[Given problem]:
Copy the custody commentary word for word, from "In response to" to "all separating families.".

[Extract to read]:
- - - - - - -

In response to the joint committee report, a federal/ provincial “consultation” was undertaken. The consultation report, released in March of 2001, is entitled Custody, Access and Child Support in Canada: Putting Children’s Interests First (available online at http://www.canada.justice.gc.ca/en/cons/consultations.html). The Consultation Document promotes a concept of “shared parenting,” which is said to be an appropriate presumption for all separating families.
One of the overarching observations to be made about the Consultation Document is that the father’s rights lobby has made a significant impact. Father’s rights groups have managed to influence the process so significantly that, as the Ontario Women’s Network on Custody and Access responding brief (available online at http://www.owjn.org/custody/brief-e.htm#_edn54) points out, the word “woman” is not used even once in the entire Consultation Document. The focus is not on children, or caregiving patterns, or the individuality of each family. The main theme is the rights of the fathers.
As a family lawyer practicing in Toronto, I have certainly seen the practical effects of the work that father’s rights advocates have done. Even in the absence of the enactment of general rules with respect to “shared parenting,” the notion that every father has an equal entitlement to custody or to equal time has taken hold of the judicial and public consciousness. All they want is equality, it is said, and how can anybody really argue against that as a general principle? More and more this is the starting point for judges and lawyers who are considering custody and access issues.
What appears to be missing from this analysis and from the Consultation Document is an appreciation of the lessons that we have already learned in Canadian family law. The most significant of these is that, although general rules are attractive, presumptions just don’t work and simply aren’t fair. We saw this issue in sharp relief a number of years ago with respect to mobility. In a matrimonial case about whether a wife could move to a different province with her children, the Saskatchewan Court of Appeal boldly stated that there should be a presumption in favour of allowing a custodial parent, usually the mother, to move (Gordon v. Goertz (1995), 128 Sask. R. 156). This was attractive to many advocates since it reflected reality and fairness and, having the power of a “rule,” it promised to significantly reduce disputes over mobility. However, when the issue was heard by the Supreme Court of Canada, the whole notion of presumptions was dismissed ( 2 S.C.R. 27). The best interests of the child cannot be subject to generalizations. Each case, the court said, has to be decided on its own facts.
Of course, the same analysis holds true with respect to custody and access. The best interests of the child test requires a consideration about this child in this family and this custody and access proposal. But it seems that this basic principle was overlooked during the consultations. So, too, were the many studies and theories that have been contributed by the mental health profession over the last three decades. Although we can argue about whether Judith Wallerstein is on track or completely out to lunch with respect to her long term study on the children of divorce, or whether Garrity and Barris’ theories about appropriate access arrangements for children of divorce are accurate, or whether Janet Johnston or Richard Gardner have it right with respect to parental alienation syndrome, there is one thing that all of these experts agree upon. Each child is unique. General rules cannot be applied in a presumptive way to the lived realities of a child’s existence.

- - - - - - -

[Given material]:
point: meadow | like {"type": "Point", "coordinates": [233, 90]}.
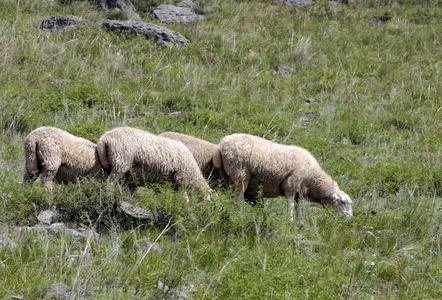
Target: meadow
{"type": "Point", "coordinates": [364, 97]}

- - - - - - -

[Problem solution]:
In response to the joint committee report, a federal/ provincial “consultation” was undertaken. The consultation report, released in March of 2001, is entitled Custody, Access and Child Support in Canada: Putting Children’s Interests First (available online at http://www.canada.justice.gc.ca/en/cons/consultations.html). The Consultation Document promotes a concept of “shared parenting,” which is said to be an appropriate presumption for all separating families.